[Object location annotation data]
## Begin

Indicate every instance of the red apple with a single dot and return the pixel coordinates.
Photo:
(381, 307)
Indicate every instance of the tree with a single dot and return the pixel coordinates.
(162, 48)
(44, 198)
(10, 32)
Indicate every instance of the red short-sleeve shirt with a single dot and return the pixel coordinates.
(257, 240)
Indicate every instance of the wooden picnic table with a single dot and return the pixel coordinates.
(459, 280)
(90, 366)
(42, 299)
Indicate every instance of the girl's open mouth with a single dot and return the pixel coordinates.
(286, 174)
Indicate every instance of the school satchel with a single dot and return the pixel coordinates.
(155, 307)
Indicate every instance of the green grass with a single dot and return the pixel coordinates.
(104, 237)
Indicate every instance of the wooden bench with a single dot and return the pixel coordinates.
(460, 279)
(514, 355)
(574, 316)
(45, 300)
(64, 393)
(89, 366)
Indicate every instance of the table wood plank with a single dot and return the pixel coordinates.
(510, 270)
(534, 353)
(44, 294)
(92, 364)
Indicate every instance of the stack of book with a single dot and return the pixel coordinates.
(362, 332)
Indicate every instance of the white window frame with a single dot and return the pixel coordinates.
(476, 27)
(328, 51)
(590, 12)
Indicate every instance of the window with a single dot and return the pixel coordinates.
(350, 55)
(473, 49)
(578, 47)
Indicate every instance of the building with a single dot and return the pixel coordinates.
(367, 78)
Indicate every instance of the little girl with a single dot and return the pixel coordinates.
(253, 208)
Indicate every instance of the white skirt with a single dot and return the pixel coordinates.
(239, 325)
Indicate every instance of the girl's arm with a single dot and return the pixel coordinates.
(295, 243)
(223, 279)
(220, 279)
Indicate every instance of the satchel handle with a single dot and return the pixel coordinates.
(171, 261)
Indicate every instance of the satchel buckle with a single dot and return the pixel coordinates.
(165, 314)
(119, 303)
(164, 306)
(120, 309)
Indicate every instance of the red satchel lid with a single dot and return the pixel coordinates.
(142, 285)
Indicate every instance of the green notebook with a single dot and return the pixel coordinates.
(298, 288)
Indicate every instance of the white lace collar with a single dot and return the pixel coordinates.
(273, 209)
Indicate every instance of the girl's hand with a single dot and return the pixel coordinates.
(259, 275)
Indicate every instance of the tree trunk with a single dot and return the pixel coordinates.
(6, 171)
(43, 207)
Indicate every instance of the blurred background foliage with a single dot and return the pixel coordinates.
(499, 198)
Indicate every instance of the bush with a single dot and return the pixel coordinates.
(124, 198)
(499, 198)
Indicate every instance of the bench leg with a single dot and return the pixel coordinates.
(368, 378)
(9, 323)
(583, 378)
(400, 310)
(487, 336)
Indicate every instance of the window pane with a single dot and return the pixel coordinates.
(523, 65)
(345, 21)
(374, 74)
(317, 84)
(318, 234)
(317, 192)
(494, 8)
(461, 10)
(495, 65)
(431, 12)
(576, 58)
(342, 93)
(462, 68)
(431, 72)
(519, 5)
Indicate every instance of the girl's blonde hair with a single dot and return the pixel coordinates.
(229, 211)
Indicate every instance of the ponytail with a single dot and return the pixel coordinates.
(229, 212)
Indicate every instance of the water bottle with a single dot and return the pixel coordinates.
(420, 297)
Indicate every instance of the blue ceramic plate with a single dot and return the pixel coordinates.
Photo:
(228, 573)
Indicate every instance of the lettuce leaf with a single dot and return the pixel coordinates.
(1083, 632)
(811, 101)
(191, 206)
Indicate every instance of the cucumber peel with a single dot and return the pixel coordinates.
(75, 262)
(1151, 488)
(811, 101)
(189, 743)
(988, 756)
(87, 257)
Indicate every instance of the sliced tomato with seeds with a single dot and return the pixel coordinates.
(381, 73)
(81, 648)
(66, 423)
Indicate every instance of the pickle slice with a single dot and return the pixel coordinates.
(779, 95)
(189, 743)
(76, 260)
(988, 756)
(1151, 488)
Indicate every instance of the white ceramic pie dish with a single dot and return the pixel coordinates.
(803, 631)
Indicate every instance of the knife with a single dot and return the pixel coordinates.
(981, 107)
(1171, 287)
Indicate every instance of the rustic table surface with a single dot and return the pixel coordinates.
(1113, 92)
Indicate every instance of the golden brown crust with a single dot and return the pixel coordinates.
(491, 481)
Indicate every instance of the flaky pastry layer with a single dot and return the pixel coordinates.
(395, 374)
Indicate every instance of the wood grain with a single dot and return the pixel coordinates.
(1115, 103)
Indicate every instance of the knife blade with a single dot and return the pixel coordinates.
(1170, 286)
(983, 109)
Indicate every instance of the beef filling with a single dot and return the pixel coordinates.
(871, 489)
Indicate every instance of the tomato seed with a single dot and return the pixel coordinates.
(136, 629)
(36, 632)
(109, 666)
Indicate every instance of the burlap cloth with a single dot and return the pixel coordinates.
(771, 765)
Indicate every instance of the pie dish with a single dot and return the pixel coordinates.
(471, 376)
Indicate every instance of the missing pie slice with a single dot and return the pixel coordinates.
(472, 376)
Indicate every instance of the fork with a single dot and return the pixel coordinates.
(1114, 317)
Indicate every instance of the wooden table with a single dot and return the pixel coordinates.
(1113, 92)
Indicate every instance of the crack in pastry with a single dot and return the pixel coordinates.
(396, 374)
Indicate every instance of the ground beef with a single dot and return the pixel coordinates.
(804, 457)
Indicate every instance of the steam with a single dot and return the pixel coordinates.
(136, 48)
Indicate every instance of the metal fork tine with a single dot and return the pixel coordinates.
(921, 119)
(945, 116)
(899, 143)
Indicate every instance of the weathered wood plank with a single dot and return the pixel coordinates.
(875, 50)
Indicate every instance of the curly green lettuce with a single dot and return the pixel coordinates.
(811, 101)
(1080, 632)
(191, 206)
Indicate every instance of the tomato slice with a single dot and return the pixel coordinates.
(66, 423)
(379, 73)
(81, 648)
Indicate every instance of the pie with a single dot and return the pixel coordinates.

## End

THE PROBLEM: Reproduce the listing above word for word, keeping every line in its original order.

SOLUTION TO THE PROBLEM:
Indicate every instance of the red apple with a single dot and return the pixel coordinates.
Photo:
(381, 307)
Indicate every instance of the tree with a single dot and return the pixel coordinates.
(162, 48)
(44, 198)
(10, 32)
Indicate every instance of the red short-sleeve shirt with a single dot and return the pixel coordinates.
(257, 240)
Indicate every instance of the wooden picnic table with a single dot and return the pixel coordinates.
(459, 280)
(90, 366)
(42, 299)
Indicate every instance of the girl's open mouth with a single dot and return the pixel coordinates.
(286, 174)
Indicate every instance of the school satchel with a single dot and return the pixel coordinates.
(155, 307)
Indicate every instance of the green grass with a single dot and return the pixel coordinates.
(104, 237)
Indicate every instance of the wooden bench with a single dot and return the pixel coordinates.
(460, 279)
(514, 355)
(574, 316)
(45, 300)
(64, 393)
(89, 366)
Indicate every instance of the table wood plank with a single dot and return the pixel coordinates.
(510, 270)
(534, 353)
(44, 294)
(92, 364)
Indicate every instance of the stack of book with a single dot and return the pixel coordinates.
(362, 332)
Indicate every instance of the white window frame with a single dot and return the pixel coordinates.
(476, 27)
(328, 51)
(590, 12)
Indicate every instance of the window with a single dot and return the pixel coordinates.
(350, 55)
(473, 49)
(578, 47)
Indicate every instance of the building with a single dot and return the pixel coordinates.
(367, 78)
Indicate every instance of the little girl with a single dot and return the pixel coordinates.
(253, 208)
Indicate every instance of the white skirt with a single dot and return the pixel coordinates.
(239, 325)
Indicate every instance of the girl's arm with a single dot and return the pixel coordinates.
(295, 243)
(223, 279)
(220, 279)
Indicate every instance of the satchel handle with a single dot and return the pixel coordinates.
(171, 261)
Indicate every instance of the satchel buckle with a single dot and return the pixel coordinates.
(165, 314)
(119, 303)
(164, 306)
(120, 309)
Indicate every instance of the red satchel lid with a single dot and return the pixel coordinates.
(142, 285)
Indicate every instance of the green notebook with a single dot and return the pixel coordinates.
(298, 288)
Indicate every instance of the white lace collar with a single dot and return the pixel coordinates.
(273, 209)
Indicate every instance of the girl's hand with a single dot and return the pixel coordinates.
(259, 275)
Indicate every instance of the tree trunk with a single dot and return the pixel coordinates.
(6, 171)
(43, 207)
Indicate every instance of the blurred background foliage with a single dot and return the pixel coordinates.
(499, 198)
Indicate every instance of the bush with a single dot and return the pixel coordinates.
(124, 198)
(499, 198)
Indicate every instance of the bench leg with a single dot and return the pixel coordinates.
(368, 378)
(9, 323)
(583, 378)
(400, 310)
(487, 336)
Indicate every instance of the window pane with a single dot and return the pixel coordinates.
(523, 65)
(345, 21)
(374, 74)
(317, 84)
(318, 234)
(317, 192)
(494, 8)
(461, 10)
(495, 65)
(431, 12)
(576, 58)
(342, 93)
(462, 68)
(431, 72)
(519, 5)
Indicate every instance of the girl's blonde hair with a single dot and return the pixel coordinates.
(229, 211)
Indicate every instance of the ponytail with a single dot and return the pixel coordinates.
(229, 212)
Indicate every instance of the water bottle with a single dot and return the pixel coordinates.
(420, 297)
Indicate every instance of the blue ceramic plate with a single dot and return the pixel coordinates.
Photo:
(228, 573)
Indicate every instance of the lettuce leaf with a single dot and return the pixel coordinates.
(1083, 632)
(811, 101)
(191, 206)
Indicate every instance of the cucumber peel with a single dot and return the pixel coordinates.
(75, 262)
(1151, 488)
(811, 101)
(189, 743)
(988, 756)
(87, 257)
Indicate every instance of the sliced tomato with seeds with a single dot and return the pixel coordinates.
(381, 73)
(81, 648)
(66, 423)
Indicate every instance of the pickle slice with a single dot and return the pixel coordinates.
(779, 95)
(189, 743)
(76, 260)
(988, 756)
(1151, 488)
Indicate every instance of the white ceramic pie dish with a single dot and return the pixel coordinates.
(803, 631)
Indicate every instance of the knife with a single dot and return the pixel coordinates.
(981, 107)
(1171, 287)
Indicate every instance of the rustic table surface with a single dot and return the pixel coordinates.
(1113, 92)
Indicate every instance of the golden brown crust with a single dot and return the pixel coordinates.
(491, 481)
Indicate every instance of the flaky pastry layer with a single dot and return the pixel coordinates.
(395, 374)
Indicate every instance of the wood grain with a single dot and return the pixel coordinates.
(1115, 103)
Indicate every instance of the knife blade with a single dot and return the pixel coordinates.
(1170, 286)
(983, 109)
Indicate every instance of the beef filling with a single dot and return the pixel coordinates.
(871, 489)
Indicate every instance of the tomato seed with a single dot and return the pixel coordinates.
(136, 629)
(36, 632)
(109, 666)
Indicate every instance of the burlap cloth with a single dot and return the pixel coordinates.
(771, 765)
Indicate every instance of the pie dish with a single dot and return the pixel coordinates.
(471, 376)
Indicate every instance of the missing pie slice with a single dot and return the pixel coordinates.
(472, 376)
Indicate every instance of the fork with a single dot and return the pixel coordinates.
(1114, 317)
Indicate every instance of the wooden table with a single dot and return the pixel coordinates.
(1113, 92)
Indicate every instance of the crack in pastry with a single dot and return the pixel coordinates.
(396, 374)
Indicate every instance of the ground beef with a single dot and return the pixel coordinates.
(804, 457)
Indicate every instance of the steam with a single dot and return the pixel coordinates.
(136, 48)
Indicate every instance of the metal fork tine with a single dot and return the pixel coordinates.
(921, 119)
(945, 116)
(899, 143)
Indicate every instance of the weathered wood plank with a single dot and return the pixel coordinates.
(875, 50)
Indicate every instance of the curly green lettuce with a single dot and return the pixel coordinates.
(811, 101)
(1080, 632)
(191, 206)
Indicate every instance of the tomato slice with a single dot and return the pixel coordinates.
(66, 423)
(379, 73)
(81, 648)
Indicate every instance of the pie with a single dot and return the pixel coordinates.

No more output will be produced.